◆ **WORK TO COMPLETE**
Reproduce word for word the lines of the data below, starting at the line that contains "Task: locate the brick" and ending at the line that contains "pixel 418 134", both included.

◆ **DATA SHOWN**
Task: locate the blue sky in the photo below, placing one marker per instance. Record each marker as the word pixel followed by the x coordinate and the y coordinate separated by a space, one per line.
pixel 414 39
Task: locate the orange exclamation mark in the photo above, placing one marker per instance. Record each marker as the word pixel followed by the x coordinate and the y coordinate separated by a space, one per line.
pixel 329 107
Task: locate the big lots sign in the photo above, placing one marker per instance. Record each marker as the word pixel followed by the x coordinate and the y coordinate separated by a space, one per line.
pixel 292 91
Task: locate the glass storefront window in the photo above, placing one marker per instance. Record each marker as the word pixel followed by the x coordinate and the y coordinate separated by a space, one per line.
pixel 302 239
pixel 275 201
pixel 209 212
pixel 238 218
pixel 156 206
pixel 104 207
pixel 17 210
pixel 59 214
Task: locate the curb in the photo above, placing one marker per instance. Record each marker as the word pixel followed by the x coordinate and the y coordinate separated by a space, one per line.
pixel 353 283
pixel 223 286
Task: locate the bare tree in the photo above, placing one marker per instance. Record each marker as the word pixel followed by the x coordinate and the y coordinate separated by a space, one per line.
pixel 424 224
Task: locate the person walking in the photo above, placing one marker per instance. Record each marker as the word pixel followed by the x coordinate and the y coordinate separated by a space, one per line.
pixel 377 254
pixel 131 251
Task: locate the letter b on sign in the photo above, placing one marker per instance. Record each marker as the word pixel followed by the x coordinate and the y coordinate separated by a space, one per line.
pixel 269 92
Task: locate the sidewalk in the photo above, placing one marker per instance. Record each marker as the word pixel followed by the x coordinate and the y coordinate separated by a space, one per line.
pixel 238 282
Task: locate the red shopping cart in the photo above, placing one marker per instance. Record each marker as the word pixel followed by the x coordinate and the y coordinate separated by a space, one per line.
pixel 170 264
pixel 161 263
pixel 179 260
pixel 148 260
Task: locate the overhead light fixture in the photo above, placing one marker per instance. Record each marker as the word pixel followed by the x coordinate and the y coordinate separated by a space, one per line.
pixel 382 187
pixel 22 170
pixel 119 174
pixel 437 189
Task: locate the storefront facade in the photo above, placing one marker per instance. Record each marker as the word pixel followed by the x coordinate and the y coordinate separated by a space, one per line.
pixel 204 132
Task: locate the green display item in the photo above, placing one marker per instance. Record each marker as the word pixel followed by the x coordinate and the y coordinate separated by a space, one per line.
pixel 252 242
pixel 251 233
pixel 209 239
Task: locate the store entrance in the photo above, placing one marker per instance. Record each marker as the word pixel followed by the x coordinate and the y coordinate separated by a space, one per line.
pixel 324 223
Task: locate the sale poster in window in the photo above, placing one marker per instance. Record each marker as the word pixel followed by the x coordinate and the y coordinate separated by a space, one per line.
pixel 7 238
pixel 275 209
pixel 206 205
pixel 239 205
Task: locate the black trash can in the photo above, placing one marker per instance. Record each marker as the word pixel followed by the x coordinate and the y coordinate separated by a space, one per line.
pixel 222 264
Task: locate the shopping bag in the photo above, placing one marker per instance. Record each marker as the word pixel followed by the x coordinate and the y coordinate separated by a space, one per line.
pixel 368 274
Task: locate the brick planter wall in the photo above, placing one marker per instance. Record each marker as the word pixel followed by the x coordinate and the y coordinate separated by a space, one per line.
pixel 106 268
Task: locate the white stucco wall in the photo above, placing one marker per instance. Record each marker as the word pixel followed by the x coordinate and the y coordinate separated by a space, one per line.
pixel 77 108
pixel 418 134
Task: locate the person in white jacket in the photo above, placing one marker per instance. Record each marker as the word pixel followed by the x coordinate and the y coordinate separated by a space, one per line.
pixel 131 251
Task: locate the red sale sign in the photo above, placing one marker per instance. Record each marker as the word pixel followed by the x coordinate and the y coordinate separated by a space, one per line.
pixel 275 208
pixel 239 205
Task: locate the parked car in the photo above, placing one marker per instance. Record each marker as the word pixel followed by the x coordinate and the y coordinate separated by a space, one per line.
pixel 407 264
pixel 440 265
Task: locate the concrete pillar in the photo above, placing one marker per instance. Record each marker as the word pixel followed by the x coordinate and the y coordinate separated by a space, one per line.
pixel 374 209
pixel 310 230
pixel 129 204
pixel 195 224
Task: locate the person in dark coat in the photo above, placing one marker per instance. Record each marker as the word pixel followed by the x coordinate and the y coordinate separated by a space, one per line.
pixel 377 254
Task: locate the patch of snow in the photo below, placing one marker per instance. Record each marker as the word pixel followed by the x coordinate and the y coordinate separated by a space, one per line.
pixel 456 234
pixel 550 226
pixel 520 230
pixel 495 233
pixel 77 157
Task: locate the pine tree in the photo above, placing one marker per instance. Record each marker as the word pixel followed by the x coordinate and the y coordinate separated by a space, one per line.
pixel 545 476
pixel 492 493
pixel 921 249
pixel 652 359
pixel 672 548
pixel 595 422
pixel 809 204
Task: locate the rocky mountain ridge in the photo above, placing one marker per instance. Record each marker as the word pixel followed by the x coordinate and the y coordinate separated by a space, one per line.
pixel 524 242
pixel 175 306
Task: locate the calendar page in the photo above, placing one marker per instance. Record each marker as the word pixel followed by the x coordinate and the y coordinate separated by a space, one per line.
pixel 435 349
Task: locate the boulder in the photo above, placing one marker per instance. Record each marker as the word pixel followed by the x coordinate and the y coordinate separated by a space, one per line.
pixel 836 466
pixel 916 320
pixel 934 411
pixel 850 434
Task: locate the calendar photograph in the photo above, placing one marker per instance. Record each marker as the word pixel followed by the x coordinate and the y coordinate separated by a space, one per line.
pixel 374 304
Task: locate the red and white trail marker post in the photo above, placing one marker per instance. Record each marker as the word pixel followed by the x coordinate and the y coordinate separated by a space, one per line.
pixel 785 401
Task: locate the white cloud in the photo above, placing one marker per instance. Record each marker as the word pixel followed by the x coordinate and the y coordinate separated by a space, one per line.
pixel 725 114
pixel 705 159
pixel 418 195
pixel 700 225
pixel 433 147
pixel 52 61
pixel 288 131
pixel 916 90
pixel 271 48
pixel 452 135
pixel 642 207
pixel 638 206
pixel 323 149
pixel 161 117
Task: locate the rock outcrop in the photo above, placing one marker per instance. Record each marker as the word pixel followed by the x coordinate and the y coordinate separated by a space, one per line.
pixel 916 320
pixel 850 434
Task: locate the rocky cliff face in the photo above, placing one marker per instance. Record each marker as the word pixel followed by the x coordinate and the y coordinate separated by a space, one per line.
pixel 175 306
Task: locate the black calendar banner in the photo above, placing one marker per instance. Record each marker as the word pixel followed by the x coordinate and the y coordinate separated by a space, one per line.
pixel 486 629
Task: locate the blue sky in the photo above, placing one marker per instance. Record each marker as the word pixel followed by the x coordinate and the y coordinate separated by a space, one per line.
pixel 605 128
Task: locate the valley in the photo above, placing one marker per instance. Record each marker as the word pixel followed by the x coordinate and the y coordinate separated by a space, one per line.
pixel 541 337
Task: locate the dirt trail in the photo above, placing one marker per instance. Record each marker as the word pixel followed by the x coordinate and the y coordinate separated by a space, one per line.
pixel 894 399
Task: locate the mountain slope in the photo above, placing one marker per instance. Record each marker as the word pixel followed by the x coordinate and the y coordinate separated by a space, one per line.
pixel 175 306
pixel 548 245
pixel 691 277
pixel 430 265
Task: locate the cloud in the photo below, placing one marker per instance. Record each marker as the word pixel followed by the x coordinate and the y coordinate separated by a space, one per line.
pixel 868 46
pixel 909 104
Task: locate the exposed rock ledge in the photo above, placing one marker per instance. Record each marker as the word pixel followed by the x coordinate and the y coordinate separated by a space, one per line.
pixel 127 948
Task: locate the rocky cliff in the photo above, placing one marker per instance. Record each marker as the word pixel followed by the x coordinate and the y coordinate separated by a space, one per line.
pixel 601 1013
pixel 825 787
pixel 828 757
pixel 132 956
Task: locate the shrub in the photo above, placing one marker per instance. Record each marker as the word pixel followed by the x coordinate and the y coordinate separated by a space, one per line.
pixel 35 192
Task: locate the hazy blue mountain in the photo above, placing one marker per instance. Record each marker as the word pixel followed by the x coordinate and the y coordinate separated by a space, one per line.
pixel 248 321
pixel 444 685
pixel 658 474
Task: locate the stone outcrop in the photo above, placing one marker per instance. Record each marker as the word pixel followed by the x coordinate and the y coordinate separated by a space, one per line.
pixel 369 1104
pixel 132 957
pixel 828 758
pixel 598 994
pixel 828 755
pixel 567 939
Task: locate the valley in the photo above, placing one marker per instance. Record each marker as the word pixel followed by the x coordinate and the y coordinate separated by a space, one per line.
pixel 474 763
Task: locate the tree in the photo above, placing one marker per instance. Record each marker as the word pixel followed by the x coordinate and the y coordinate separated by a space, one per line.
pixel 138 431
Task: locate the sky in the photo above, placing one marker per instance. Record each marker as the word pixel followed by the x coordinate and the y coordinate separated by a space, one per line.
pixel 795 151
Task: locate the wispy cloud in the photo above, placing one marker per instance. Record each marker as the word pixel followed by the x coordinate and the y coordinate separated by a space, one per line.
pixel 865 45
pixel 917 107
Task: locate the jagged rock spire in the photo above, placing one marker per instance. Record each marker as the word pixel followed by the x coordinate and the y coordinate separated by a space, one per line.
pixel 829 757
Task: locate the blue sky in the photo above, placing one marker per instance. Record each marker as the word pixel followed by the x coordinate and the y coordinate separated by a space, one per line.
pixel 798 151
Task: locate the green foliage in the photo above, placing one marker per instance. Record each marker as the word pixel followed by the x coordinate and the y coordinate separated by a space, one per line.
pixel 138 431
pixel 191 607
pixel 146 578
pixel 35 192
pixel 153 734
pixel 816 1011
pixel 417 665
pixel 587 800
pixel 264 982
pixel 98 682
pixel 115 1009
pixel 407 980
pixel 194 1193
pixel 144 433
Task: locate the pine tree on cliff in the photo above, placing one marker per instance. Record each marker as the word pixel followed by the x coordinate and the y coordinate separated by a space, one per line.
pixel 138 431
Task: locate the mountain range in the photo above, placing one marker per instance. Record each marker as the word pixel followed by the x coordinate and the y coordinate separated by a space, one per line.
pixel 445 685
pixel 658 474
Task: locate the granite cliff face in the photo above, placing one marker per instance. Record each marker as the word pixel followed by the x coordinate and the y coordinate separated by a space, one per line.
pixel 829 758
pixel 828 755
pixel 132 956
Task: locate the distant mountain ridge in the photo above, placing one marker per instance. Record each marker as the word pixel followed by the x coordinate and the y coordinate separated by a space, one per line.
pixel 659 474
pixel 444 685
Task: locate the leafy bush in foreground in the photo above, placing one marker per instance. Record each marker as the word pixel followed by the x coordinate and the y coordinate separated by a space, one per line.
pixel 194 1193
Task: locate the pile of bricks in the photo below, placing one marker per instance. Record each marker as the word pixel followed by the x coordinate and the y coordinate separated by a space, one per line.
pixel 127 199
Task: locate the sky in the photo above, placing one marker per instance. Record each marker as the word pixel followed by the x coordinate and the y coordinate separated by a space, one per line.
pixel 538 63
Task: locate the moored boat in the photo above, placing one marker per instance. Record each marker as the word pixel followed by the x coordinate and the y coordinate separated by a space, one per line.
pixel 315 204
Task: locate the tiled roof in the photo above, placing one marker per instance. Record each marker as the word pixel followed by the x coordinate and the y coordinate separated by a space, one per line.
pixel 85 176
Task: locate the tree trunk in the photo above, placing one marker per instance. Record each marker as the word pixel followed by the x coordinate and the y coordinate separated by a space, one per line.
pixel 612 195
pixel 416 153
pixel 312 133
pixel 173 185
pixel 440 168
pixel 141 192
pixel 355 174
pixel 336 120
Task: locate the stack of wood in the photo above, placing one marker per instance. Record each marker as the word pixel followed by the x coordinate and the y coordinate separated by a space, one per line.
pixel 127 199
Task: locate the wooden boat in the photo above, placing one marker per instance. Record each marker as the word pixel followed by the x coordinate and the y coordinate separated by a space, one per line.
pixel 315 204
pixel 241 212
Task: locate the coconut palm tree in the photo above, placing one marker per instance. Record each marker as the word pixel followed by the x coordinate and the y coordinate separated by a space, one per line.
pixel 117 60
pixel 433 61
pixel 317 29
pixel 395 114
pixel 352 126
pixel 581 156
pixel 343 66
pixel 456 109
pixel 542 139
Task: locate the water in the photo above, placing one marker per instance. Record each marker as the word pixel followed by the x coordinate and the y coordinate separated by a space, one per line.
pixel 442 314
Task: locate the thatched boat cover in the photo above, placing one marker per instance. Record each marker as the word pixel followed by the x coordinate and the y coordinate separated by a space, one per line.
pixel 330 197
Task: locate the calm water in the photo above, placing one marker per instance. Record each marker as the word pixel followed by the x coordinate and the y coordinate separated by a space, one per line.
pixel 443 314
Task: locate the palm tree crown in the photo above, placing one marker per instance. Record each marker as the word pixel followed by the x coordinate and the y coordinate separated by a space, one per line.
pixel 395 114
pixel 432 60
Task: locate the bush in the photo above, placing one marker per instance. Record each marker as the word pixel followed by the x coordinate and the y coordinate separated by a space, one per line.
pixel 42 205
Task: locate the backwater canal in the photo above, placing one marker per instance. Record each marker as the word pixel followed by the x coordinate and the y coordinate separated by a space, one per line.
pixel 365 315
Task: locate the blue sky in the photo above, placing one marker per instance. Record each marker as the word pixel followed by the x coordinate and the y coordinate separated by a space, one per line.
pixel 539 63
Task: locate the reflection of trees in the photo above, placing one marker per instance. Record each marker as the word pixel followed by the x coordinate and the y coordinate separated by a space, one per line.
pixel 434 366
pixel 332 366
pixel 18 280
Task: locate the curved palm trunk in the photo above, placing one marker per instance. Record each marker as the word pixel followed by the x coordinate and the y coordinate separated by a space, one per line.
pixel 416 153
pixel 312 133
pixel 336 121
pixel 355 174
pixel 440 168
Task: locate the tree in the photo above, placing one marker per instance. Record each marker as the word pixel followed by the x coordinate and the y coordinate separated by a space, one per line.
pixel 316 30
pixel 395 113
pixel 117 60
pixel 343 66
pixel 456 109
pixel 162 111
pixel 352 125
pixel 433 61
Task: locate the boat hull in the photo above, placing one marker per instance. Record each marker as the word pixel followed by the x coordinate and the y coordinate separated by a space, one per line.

◆ **REPLY**
Task: locate the brick planter wall in the photo above, placing one marker per instance. Record each marker as the word pixel followed by the x coordinate and the y coordinate separated by a space, one per line.
pixel 106 268
Task: locate the white stucco wall in the photo above, placing one marker per instance. Record each marker as the word pixel followed by the x coordinate and the y coordinate separated by a space, one per line.
pixel 77 108
pixel 418 134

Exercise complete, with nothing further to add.